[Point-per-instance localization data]
#####
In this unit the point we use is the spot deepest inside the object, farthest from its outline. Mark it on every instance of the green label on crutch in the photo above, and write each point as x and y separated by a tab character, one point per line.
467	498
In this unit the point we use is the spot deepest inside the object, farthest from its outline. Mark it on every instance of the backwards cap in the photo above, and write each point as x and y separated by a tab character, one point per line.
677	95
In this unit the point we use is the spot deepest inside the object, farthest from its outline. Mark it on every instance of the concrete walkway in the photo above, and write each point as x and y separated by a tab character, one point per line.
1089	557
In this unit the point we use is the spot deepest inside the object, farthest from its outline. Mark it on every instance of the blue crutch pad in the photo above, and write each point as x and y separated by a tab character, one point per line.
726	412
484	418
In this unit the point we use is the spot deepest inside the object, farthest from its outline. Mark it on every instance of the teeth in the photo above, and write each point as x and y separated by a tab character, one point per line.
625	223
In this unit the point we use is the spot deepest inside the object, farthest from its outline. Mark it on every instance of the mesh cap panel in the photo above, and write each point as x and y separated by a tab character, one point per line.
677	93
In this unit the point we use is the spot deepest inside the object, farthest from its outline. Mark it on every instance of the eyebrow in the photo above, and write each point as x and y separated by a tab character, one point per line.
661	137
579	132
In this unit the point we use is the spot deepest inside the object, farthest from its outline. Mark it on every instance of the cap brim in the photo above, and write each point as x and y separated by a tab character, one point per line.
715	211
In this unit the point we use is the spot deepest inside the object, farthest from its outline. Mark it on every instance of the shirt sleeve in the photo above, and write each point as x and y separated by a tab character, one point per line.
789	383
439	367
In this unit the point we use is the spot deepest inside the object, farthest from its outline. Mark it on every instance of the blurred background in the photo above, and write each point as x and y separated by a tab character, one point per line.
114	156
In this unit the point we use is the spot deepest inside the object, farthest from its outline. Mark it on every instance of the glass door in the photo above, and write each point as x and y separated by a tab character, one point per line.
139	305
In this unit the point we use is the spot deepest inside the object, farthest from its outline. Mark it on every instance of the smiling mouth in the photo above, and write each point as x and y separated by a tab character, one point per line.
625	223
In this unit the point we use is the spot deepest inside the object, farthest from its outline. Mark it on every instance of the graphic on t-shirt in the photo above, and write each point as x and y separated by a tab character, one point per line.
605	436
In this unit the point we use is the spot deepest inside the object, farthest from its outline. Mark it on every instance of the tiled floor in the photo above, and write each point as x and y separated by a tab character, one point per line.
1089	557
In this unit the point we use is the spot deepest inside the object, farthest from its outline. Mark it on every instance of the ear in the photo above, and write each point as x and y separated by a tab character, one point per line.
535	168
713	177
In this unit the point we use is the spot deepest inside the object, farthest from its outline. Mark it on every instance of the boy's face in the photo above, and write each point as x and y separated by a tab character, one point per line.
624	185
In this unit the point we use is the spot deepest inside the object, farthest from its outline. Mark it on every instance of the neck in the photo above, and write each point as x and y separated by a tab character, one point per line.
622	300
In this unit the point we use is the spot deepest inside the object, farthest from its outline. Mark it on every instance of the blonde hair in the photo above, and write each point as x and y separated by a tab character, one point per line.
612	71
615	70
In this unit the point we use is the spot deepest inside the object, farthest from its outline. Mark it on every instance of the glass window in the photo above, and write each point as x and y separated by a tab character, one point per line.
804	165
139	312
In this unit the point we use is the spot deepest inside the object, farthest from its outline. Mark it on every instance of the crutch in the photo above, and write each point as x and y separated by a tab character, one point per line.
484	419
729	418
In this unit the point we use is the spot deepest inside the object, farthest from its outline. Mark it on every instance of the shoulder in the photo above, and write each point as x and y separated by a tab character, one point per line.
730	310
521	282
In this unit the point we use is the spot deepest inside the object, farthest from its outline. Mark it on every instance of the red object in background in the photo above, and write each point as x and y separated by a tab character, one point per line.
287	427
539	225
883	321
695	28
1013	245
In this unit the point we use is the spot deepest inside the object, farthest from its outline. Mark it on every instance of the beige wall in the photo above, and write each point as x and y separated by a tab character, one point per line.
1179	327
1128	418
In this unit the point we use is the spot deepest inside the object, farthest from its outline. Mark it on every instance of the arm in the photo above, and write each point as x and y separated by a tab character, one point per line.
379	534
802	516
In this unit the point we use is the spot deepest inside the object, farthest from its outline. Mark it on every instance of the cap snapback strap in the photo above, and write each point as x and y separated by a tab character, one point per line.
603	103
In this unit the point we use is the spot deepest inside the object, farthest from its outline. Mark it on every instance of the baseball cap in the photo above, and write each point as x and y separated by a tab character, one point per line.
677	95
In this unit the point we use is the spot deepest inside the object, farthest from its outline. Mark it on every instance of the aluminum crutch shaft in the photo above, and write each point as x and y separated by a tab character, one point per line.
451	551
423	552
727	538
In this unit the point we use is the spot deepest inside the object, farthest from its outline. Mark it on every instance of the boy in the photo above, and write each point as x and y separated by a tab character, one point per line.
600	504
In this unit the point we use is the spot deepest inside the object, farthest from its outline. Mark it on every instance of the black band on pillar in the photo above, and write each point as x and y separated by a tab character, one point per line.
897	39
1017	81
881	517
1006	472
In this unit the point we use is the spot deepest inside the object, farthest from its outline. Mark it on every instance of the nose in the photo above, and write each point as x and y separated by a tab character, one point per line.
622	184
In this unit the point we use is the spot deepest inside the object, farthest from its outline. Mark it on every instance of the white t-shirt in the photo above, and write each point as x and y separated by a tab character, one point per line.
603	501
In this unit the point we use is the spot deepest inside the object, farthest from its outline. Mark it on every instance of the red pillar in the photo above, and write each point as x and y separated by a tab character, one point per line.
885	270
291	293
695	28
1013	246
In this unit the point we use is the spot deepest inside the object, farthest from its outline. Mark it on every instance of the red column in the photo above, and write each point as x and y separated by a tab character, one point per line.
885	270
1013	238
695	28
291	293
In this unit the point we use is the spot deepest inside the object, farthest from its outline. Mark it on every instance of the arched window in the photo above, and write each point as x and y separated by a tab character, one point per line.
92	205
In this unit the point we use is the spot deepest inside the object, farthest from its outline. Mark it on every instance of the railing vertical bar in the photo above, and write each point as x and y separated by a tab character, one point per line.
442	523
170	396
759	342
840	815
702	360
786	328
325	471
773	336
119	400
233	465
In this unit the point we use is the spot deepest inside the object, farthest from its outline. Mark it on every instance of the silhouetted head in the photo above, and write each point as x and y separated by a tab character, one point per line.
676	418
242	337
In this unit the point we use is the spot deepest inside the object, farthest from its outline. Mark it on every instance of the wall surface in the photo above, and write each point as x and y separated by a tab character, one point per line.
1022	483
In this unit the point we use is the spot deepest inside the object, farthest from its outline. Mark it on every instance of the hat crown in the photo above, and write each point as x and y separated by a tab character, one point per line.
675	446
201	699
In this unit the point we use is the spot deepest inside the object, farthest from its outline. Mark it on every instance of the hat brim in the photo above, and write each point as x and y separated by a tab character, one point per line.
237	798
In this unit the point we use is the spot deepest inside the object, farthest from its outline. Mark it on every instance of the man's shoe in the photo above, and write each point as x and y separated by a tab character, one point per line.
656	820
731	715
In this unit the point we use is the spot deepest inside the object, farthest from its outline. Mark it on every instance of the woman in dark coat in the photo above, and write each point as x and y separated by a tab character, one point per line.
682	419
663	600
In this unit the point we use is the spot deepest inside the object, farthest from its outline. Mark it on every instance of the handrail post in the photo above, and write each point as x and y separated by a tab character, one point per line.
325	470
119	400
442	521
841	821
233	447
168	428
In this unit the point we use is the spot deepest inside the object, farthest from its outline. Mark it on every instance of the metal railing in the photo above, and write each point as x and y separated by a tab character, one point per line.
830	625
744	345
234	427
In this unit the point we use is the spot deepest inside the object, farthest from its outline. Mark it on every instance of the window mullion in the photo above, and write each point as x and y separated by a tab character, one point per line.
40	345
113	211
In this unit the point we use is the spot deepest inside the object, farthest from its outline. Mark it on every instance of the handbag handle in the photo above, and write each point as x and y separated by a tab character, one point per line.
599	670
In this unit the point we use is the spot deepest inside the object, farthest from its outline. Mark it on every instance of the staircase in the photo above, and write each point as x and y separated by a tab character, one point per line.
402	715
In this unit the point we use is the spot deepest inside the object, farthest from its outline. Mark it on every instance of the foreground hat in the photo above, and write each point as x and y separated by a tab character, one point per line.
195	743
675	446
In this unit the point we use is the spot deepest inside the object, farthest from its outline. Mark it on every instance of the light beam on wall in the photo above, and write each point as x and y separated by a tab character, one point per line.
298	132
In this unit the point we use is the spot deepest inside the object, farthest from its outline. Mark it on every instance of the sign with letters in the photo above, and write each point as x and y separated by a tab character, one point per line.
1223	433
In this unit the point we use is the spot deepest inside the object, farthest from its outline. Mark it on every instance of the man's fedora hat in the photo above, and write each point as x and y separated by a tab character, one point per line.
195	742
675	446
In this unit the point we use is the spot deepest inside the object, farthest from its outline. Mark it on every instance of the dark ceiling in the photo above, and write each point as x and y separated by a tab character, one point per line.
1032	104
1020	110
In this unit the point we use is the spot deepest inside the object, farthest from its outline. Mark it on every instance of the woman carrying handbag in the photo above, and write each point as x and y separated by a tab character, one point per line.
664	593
#####
ACTIVITY
From the line that contains "of the dark" down to the final line of the entries, print every line exactly as it is, and only those lines.

ANSWER TO THE PROBLEM
In this unit the point we use is the spot deepest inside the object, farthest from its outline. Mark it on every instance of the dark ceiling in the photo above, and write each point as x and y separated by a tab character, one point per line.
1032	104
1020	110
In this unit the point we use is the spot deepest inside the object, farthest from its outline. Mark it on every instance of the woman carrying handbag in the photo above, and write each point as x and y separated by a tab character, one point per line.
664	593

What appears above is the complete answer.